Valor Econômico - 19/12/2011 |
No início de novembro, um grupo de estudantes abandonou um conhecido curso de Harvard de introdução à economia, "Ciências Econômicas 10", lecionado por meu colega Greg Mankiw. A reclamação: o curso propaga ideologia conservadora disfarçada de ciência econômica e ajuda a perpetuar a desigualdade social.
Os estudantes fazem parte do crescente coro de protestos contra as ciências econômicas modernas da forma como são ensinadas nas principais instituições acadêmicas do mundo. As ciências econômicas sempre tiveram seus críticos, é claro, mas a crise financeira e suas sequelas lhes deram nova munição, que parece validar as antigas acusações contra as suposições pouco realistas da profissão, assim como sua reificação dos mercados e desprezo pelas preocupações sociais.
Mankiw, por sua vez, achou que os estudantes que protestavam estavam "mal informados". As ciências econômicas não têm ideologia, retorquiu. Citou John Maynard Keynes e destacou que as ciências econômicas são um método que ajuda as pessoas a pensar mais claramente e a alcançar respostas corretas, sem conclusões políticas predeterminadas.
De fato, embora possa entender-se o ceticismo de quem não esteve imerso em anos de estudos avançados de economia, os trabalhos feitos pelos alunos em um curso típico de doutorado em economia produzem uma variedade desconcertante de receitas políticas, dependendo do contexto específico. Algumas das estruturas que os economistas usam para analisar o mundo favorecem o livre mercado, enquanto outras não. Na verdade, boa parte das análises econômicas são voltadas a compreender como a intervenção dos governos pode melhorar o desempenho econômico. E motivações não econômicas e comportamentos socialmente cooperativos são cada vez mais parte dos assuntos estudados por economistas.

▶ _DADOS EXTRAÍDOS_:
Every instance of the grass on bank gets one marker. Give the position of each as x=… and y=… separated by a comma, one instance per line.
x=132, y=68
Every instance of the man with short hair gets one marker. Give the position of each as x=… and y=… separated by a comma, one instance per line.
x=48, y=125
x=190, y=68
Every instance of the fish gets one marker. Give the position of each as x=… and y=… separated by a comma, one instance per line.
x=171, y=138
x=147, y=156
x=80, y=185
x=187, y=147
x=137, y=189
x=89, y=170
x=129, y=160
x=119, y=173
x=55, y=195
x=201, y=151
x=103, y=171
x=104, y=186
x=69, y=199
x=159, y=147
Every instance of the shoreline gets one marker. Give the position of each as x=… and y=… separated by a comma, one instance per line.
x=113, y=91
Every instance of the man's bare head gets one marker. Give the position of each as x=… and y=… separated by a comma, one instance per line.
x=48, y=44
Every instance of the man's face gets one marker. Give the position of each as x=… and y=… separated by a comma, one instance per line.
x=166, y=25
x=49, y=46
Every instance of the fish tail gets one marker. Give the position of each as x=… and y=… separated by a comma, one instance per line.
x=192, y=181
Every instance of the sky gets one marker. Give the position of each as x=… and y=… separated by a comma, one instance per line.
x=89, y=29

▶ _TAREFAS_:
1. Segundo o texto sobre o ensino de economia, qual curso de Harvard os estudantes abandonaram no início de novembro?
2. Prossiga com o texto sobre o ensino de economia a partir do ponto em que ele termina.

▶ _RESPOSTAS_:
1. O curso de introdução à economia "Ciências Econômicas 10", lecionado por Greg Mankiw.

2.
Como o grande economista internacional Carlos Diaz-Alejandro, já falecido, disse certa vez, "atualmente, qualquer estudante universitário esperto, se escolher suas suposições [...] cuidadosamente, pode produzir um modelo consistente, recomendando praticamente quaisquer medidas políticas às quais ele fosse favorável inicialmente". E isso foi na década de 70! Um economista aprendiz não precisa mais ser particularmente esperto para produzir conclusões de políticas não ortodoxas.
Ainda assim, os economistas precisam aguentar acusações de que não saem das raias ideológicas, porque eles mesmos são seus piores inimigos no que se refere a aplicar suas teorias no mundo real. Em vez de comunicar todo o arsenal de perspectivas que sua disciplina oferece, eles mostram confiança excessiva em soluções em particular - frequentemente aquelas que melhor se encaixam em suas próprias ideologias.
Vejamos a crise financeira mundial. A macroeconomia e as finanças não carecem das ferramentas necessárias para entender como a crise surgiu e se desenrolou. De fato, a literatura acadêmica está repleta de modelos de bolhas financeiras, informações assimétricas, distorções dos incentivos, crises autorrealizáveis e risco sistêmico. Nos anos que levaram à crise, no entanto, muitos economistas menosprezaram as lições desses modelos em favor dos que tratavam sobre a eficiência e o poder de autocorreção dos mercados, o que, na esfera das políticas, resultou em supervisão inadequada dos mercados financeiros pelos governos.
Em meu livro "O Paradoxo da Globalização", imagino o seguinte experimento. Consiste em que um jornalista ligue a um professor de economia e pergunte se um acordo de livre comércio com o país X ou Y seria uma boa ideia. Podemos ter quase certeza de que o economista, assim como a ampla maioria das pessoas na profissão, se mostrará empolgado em seu apoio ao livre comércio.
Em outra situação, o repórter não se identifica e diz ser um estudante no seminário universitário avançado do professor sobre teoria do comércio internacional. Ele faz a mesma pergunta: O livre comércio é bom? Duvido que a resposta será tão rápida e sucinta. Na verdade, é provável que o professor se sinta bloqueado com a pergunta. "O que você quer dizer com "bom"?", ele perguntará. "E "bom" para quem?"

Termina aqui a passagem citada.